### Раздел документа
....

Ризы кожаные: Как Адам стал обезьяной

В январе в издательстве «Никея» вышла книга палеонтолога Александра Храмова «Обезьяна и Адам. Может ли христианин быть эволюционистом?» Автор предлагает неожиданный подход к тому, как согласовать библейский рассказ о сотворении и современные научные представления. В день рождения Чарльза Дарвина публикуем с разрешения издательства главу, посвящённую взгляду отцов Церкви на нынешнее состояние мира и человека.
 
 Фото: Nikeabooks.ru 

С точки зрения современной науки эволюция — это не просто теория, а твердо установленный факт. Об общем происхождении живых организмов говорят особенности их генетического кода, эмбрионального развития и анатомического строения. Даже если бы в нашем распоряжении не было никаких окаменелостей, то свидетельств в пользу существования эволюции было бы хоть отбавляй. Однако помимо этих свидетельств палеонтологи с каждым годом откапывают все больше «недостающих звеньев», которые заполняют пробелы в наших знаниях об эволюционной истории. Например, в 2004 году в отложениях верхнего девона Канады была обнаружена рыба тиктаалик, которая совмещает в себе признаки рыб и наземных четвероногих. Находки многочисленных пернатых динозавров в Китае пролили свет на родословную птиц.

Почему в Библии ничего не говорится о динозаврах, о выходе рыб на сушу и о многом другом, что изучает наука? Есть ли в истории развития жизни место для Бога? Что общего существует между капризными изгибами эволюции и шестью днями творения?

Наверное, каждый христианин, да и просто любой думающий человек хоть раз задавался этим вопросом. А что, если для ответа на него разумнее отказаться от поиска соответствий между библейским рассказом о сотворении мира и научными данными о доисторическом прошлом? Что, если Библия повествует о создании изначального, нетленного мира, а наука изучает совсем другую реальность — мир в падшем состоянии? Тогда приводить к общему знаменателю первую главу Книги Бытия и научные данные о доисторическом прошлом было бы просто неправильно.

Палеонтологическая летопись — это вереница могил. Она ничего не может рассказать о мире, где не было смерти. Например, если археолог находит в четвертичных породах зуб древнего человека или каменное рубило для разделки мяса — разве эта находка нам говорит что-либо о существе, которое не имело нужды ни в зубах, ни в рубиле, поскольку не нуждалось в пище? А именно таким, по мнению восточнохристианской традиции, Бог сотворил человека. Или, допустим, судя по молекулярным данным, обмен генами между предками Homo sapiens и предками шимпанзе прекратился около 10 миллионов лет назад. Но какое отношение это имеет к существам, которые не были вовлечены в половое размножение и потому ни с кем не обменивались генами? И тогда как можно в словах «и создал Господь Бог человека из праха земного» (Быт. 2:7) видеть указание на происхождение нашего вида от низших животных, если речь здесь идет о совершенно ином — равноангельском — состоянии бытия?

....

### Рабочее задание
Повторите дословно часть текста об эволюции и сотворении мира, начиная со слов «Почему в Библии» и далее вплоть до слов «бы просто неправильно.».

Извлечённые записи:

....

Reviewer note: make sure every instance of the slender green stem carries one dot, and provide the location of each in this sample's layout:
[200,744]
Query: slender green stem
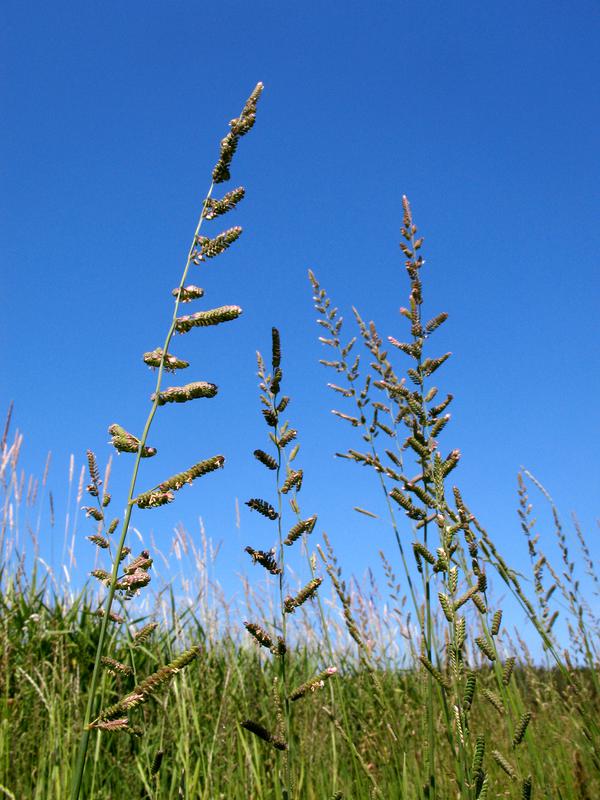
[83,746]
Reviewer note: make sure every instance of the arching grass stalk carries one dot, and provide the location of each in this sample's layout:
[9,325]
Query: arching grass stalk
[281,735]
[201,249]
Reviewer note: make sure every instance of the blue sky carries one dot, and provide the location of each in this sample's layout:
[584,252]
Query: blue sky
[484,114]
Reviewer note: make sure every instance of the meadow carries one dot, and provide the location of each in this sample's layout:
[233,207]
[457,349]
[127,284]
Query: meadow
[336,687]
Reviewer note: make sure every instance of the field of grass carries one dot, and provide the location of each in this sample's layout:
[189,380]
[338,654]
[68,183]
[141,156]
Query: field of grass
[419,688]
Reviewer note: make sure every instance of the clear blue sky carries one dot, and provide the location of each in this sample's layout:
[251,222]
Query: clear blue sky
[484,114]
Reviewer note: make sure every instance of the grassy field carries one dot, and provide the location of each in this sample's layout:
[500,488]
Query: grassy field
[420,688]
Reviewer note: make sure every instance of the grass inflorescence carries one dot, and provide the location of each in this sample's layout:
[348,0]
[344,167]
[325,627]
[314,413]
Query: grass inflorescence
[317,685]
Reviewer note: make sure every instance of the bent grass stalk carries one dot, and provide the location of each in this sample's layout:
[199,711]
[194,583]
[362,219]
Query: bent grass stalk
[200,249]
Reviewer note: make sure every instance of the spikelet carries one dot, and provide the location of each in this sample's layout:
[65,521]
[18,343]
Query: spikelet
[216,208]
[149,687]
[116,667]
[133,581]
[508,670]
[521,728]
[465,597]
[265,459]
[405,502]
[94,474]
[494,700]
[143,561]
[181,394]
[264,734]
[270,417]
[203,319]
[435,323]
[163,493]
[275,349]
[126,442]
[239,127]
[293,481]
[441,679]
[100,541]
[479,603]
[186,294]
[154,499]
[115,725]
[453,579]
[290,604]
[313,684]
[304,526]
[485,647]
[419,547]
[446,606]
[504,764]
[171,363]
[478,755]
[287,437]
[210,248]
[266,560]
[469,690]
[496,622]
[264,508]
[459,725]
[484,790]
[260,635]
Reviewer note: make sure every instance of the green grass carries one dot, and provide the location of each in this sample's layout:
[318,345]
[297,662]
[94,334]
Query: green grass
[420,688]
[47,657]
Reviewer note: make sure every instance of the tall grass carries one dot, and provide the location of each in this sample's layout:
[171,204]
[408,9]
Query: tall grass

....

### Ответ
Почему в Библии ничего не говорится о динозаврах, о выходе рыб на сушу и о многом другом, что изучает наука? Есть ли в истории развития жизни место для Бога? Что общего существует между капризными изгибами эволюции и шестью днями творения?

Наверное, каждый христианин, да и просто любой думающий человек хоть раз задавался этим вопросом. А что, если для ответа на него разумнее отказаться от поиска соответствий между библейским рассказом о сотворении мира и научными данными о доисторическом прошлом? Что, если Библия повествует о создании изначального, нетленного мира, а наука изучает совсем другую реальность — мир в падшем состоянии? Тогда приводить к общему знаменателю первую главу Книги Бытия и научные данные о доисторическом прошлом было бы просто неправильно.